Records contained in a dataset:
⟨

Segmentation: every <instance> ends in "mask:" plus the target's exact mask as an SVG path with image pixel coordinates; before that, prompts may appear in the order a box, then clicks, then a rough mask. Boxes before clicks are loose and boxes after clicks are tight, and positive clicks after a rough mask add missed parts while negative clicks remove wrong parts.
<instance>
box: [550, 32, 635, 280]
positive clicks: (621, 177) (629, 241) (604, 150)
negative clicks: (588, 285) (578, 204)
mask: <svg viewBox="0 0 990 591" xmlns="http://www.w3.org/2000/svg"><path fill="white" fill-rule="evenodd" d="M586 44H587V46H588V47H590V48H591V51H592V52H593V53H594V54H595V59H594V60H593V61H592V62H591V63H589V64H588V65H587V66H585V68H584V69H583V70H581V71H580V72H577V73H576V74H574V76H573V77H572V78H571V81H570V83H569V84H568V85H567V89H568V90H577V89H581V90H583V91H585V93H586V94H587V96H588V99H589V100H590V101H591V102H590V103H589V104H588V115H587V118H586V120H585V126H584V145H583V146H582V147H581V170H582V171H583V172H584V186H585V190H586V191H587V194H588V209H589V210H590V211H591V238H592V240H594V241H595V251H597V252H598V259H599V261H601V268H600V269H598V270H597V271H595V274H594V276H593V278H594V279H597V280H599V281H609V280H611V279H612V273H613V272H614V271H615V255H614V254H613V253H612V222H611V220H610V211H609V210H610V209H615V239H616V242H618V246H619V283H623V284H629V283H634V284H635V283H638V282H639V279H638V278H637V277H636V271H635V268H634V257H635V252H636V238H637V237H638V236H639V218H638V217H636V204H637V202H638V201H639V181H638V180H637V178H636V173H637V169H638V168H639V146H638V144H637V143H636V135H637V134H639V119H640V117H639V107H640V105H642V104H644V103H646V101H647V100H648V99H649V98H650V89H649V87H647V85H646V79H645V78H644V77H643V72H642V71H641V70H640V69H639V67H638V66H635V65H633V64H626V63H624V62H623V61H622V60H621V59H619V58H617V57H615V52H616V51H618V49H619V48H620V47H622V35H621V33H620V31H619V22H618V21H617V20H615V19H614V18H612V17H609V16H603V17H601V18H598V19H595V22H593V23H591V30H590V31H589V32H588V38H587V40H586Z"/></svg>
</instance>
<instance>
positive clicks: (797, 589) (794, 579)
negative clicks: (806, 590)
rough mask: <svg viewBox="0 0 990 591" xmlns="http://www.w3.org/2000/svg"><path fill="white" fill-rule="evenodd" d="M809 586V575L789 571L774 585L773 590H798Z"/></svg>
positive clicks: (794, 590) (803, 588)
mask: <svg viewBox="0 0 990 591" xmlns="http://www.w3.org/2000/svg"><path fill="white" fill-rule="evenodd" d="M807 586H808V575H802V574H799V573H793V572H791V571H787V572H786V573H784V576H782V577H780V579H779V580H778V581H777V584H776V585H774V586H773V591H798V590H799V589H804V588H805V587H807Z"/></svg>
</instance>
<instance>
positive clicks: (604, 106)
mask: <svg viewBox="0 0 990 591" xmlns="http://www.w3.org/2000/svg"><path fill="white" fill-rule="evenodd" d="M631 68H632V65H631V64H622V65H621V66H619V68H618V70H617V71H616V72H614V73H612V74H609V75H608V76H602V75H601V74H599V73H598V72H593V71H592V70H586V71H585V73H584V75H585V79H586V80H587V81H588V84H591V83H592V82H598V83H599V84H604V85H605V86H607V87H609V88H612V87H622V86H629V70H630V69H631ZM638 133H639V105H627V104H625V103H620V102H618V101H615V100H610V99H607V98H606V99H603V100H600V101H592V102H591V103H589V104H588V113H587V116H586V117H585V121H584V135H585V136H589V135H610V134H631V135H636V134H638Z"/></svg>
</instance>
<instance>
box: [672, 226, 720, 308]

⟩

**About this task**
Where does the string "rough" occur in the data above? Copy every line that holds it.

**Answer to this problem**
Segmentation: every <instance> ends in "mask:" plus the target's exact mask as an SVG path with image pixel coordinates; before that, prompts may appear in the order a box, then clicks, then a rough mask. Boxes before clicks are loose and boxes after clicks are tight, and positive clicks after a rough mask add missed parts while negative clicks remove wrong parts.
rough mask: <svg viewBox="0 0 990 591" xmlns="http://www.w3.org/2000/svg"><path fill="white" fill-rule="evenodd" d="M809 586V575L789 571L774 585L773 590H798Z"/></svg>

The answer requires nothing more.